■ DOCUMENT PASSAGE
Posted by lex, on May 20, 2006
Seems very fashionable these days. It’s “brave,” you know. So long as, when you say the word “brave,” your definition is expansive enough to include conventional definitions as well as the emergently popular standard of self-referential acts of guerrilla performance art taken without the least whiff of attendant consequence.
A couple of weekends ago nothing else very interesting was happening, apart from a White House correspondent’s dinner, wherein comedian Steven Colbert, offered the opportunity to do that comedian thing and say something – anything – funny, turned it down in favor of pretty much being a prick. It being a slow week for news, the entire political blogosphere exploded, one side into paroxysms of sniggering, orgasmic approbation on the one hand because, you know: SOMEONE FINALLY SAID IT, MAN! while the other side wondered, not for the first time, whether anyone actually thought this sort of thing was funny, whether this was truly the last nail in the coffin of civil public discourse, or if it really could be possible that there were further indignities yet to face.
This week Senator John McCain, a man whose bravery in the face of past hardship I admire greatly, while maintaining private reservations about his positions present and potential, gave a commencement speech at a leftish, liberal arts university in Greenwich Village, NY. He was invited there by the school’s president, fellow Vietnam veteran, former fellow senator and Medal of Honor winner Bob Kerrey.
But McCain, you know, is a wicked rethuglican, holding unrepentantly unpopular opinions, which combination makes him teh suck, and so in consequence the kids – along with some of their professors – behaved rather boorishly. Not least among those so disposed was an elected commencement speaker, one Jean Rohe, who apparently departed from her prepared script to beard the senator in front all those assembled. Speaking truth to power, like.

Records from a dataset
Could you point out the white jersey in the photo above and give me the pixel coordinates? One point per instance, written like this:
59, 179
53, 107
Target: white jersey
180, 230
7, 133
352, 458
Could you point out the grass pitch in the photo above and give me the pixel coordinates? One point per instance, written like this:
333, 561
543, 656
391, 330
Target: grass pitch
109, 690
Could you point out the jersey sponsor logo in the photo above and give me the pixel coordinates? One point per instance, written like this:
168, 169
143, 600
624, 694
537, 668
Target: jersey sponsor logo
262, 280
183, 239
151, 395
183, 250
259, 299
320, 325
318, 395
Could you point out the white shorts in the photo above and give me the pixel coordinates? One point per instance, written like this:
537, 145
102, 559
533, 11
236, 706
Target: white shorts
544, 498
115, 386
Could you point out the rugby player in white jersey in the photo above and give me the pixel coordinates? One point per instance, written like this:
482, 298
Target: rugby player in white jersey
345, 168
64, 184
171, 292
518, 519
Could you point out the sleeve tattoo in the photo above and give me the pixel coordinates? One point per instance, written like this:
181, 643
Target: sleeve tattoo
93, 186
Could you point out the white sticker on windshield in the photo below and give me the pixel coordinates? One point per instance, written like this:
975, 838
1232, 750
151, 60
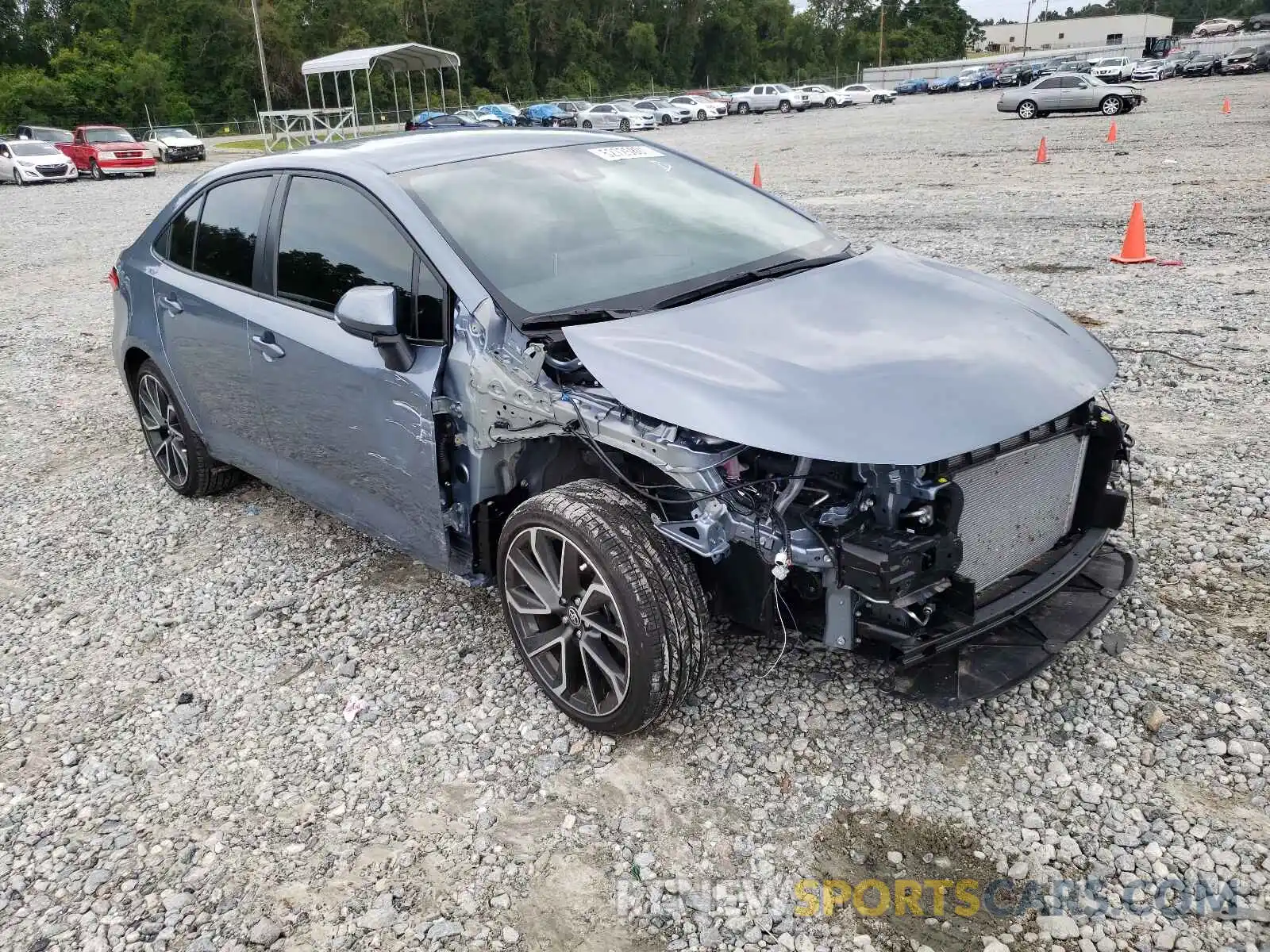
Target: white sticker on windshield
614, 154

■ WHAT YOU HAVE TO DO
Continue the blog post about John McCain's commencement speech, picking up right after its last sentence.

■ RESULT FOR THIS EXERCISE
It really wasn’t his fault that he got invited into a pit of very well-educated vipers, and it really wasn’t my fault that I did what I had to do in the situation. Had he been speaking at something other than our graduation, or had he spoken about almost anything other than his life and his position on the Iraq War and Darfur it might have been OK. But what did he expect?
So: Nobody’s fault, really. What did he expect?
Oh, I don’t know. Manners to go along with all of that education, perhaps. Common courtesy would have been nice, the kind you’d give a dignified stranger of a certain age on the subway. Themselves being so very new to the wide world, on the very cusp of exiting the shelter of the academy’s ivied parapets, and stepping out into the the light for what’s very probably the first time. And himself being a veteran of a different but equally unpopular war, a former POW, and well: A US senator. And all.
The best news is that she’s now been offered a chance by the Huffington Post People to explain how she came to strike yet another brave blow against everything that’s not what she, personally, believes in. Get through it, if you can, but be forewarned – running at a trifle more than 1,800 words, a mind-numbing 127 of them are either “I,” “me,” “my” or derivative contractions and possessives. Which, the body of work being exceptionally rich, is probably not a record for the English language, but seems telling nonetheless. Especially for such a very well-educated pit viper.
Your humble scribe didn’t have the opportunity to attend classes at the “New School” in Greenwich Village – a university, truth be told, whose existence he had not heretofore intuited. But somewhere in sophomore lit – sophomore in high school, that is – he was taught that the surest way to cause a reader to skip ahead to the end was by the overuse of the first person pronoun and personal possessives. Because, odds are, and in spite of what momma told you? You’re probably not that interesting.
So, as I said, telling. As is the fact that neither Mr. Colbert, nor Ms. Rohe were dragged off their respective stages by jackbooted thugs from the Rovian Ministry of Information. Which, if the world actually worked as they appear to think it does, is downright strange, when you think about it.
Maybe it’s BECAUSE OF THE BRAVERY!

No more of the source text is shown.